Viernes, 8 de marzo de 2013 | Hoy
Por Dahiana Belfiori
Una fue entendiendo, al resistir el peso de la costumbre sobre la mollera --esa tela de araña gigante que se teje segundo a segundo y desde los siglos de los siglos en el silencio de los gestos y las miradas--, qué era eso de ser mujer, qué era eso de ser varón y de paso, qué era ese horror extenso e indefinido de no ser ni varón ni mujer. Una fue aprendiendo que la cultura -en la encarnadura cotidiana de lo familiar- dejaba marcas, marcas invisibles por no ser decibles, por no poder ser dichas, marcas simbólicas. Pero también, señales en la carne, diseccionando y clasificando: lo que se muestra y lo que no; lo que duele, y lo que no tiene que doler. La tela de araña metamorfoseándose en escalpelo: ese bisturí llamado cultura. Una fue acatando órdenes, interiorizando comportamientos debidos e indebidos. Una fue callando. Y cada vez la voz se hacía menos audible. Y cada vez los miedos, más ciclópeos. Una fue asumiendo que la palabra no era propia. Que a una, la decían otros.
________________________
Problema 1: Enumera, en el orden en que aparecen en el fragmento sobre ser mujer, todos los gerundios que van justo después de "Una fue".
El fragmento y los registros no tienen relación entre sí.

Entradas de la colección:
________________________
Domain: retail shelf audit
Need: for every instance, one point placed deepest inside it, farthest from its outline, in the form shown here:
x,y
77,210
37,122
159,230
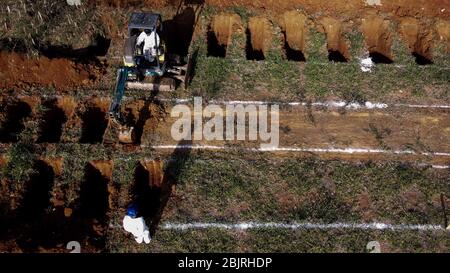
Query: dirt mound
x,y
337,46
443,30
378,36
293,25
258,38
418,38
18,70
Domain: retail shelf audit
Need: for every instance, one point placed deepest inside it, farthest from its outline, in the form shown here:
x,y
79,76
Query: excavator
x,y
164,73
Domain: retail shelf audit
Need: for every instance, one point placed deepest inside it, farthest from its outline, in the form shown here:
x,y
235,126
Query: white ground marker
x,y
299,226
303,150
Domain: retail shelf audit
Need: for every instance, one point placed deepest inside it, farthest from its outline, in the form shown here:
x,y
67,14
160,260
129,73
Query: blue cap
x,y
132,210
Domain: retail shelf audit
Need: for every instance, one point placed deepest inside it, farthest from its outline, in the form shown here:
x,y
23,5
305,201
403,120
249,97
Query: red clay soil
x,y
223,26
17,71
293,24
335,38
377,35
352,8
418,38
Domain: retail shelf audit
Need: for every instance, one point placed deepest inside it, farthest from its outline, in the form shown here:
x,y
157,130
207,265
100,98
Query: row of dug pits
x,y
42,214
65,119
379,34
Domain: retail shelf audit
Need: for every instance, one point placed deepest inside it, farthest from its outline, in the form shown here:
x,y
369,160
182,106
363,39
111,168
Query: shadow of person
x,y
172,172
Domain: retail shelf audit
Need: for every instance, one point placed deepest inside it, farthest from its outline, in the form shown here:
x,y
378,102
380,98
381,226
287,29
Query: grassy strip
x,y
226,187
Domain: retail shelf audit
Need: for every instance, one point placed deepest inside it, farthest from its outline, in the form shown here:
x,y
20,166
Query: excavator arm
x,y
119,90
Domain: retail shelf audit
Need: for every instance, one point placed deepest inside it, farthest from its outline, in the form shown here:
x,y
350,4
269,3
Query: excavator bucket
x,y
126,135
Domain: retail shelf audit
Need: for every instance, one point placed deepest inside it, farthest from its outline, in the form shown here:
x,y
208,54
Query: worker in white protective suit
x,y
151,44
136,225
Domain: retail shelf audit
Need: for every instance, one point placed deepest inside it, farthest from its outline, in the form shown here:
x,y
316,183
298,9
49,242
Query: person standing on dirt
x,y
136,225
151,43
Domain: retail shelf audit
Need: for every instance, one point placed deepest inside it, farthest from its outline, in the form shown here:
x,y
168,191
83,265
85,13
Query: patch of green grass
x,y
232,188
21,158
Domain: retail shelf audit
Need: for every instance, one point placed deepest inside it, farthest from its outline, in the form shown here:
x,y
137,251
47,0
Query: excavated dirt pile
x,y
17,71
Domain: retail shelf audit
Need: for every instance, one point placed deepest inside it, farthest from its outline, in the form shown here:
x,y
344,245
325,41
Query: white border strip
x,y
328,104
294,149
299,226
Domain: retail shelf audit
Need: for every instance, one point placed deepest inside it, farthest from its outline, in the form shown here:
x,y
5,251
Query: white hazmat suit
x,y
151,44
138,228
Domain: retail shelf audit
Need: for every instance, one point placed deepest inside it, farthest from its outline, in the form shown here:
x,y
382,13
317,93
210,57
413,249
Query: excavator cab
x,y
134,55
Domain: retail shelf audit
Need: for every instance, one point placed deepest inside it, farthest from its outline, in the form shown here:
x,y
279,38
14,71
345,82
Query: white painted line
x,y
303,150
329,104
300,226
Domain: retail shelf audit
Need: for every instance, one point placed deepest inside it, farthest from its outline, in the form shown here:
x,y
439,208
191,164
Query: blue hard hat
x,y
132,210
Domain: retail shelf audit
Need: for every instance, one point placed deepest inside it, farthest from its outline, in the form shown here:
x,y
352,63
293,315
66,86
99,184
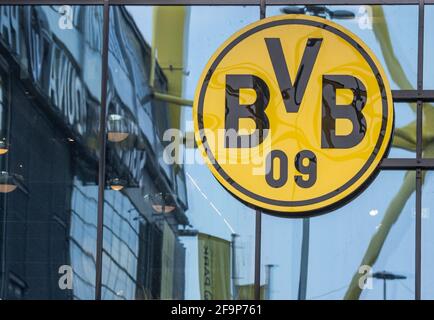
________________________
Problema 2: Reúne todas las líneas de los registros que contienen la cadena "strip", distinguiendo entre mayúsculas y minúsculas.

Respuesta del ejercicio 1: entendiendo, aprendiendo, acatando, callando, asumiendo

Respuesta del ejercicio 2:
Query: grassy strip
Query: white border strip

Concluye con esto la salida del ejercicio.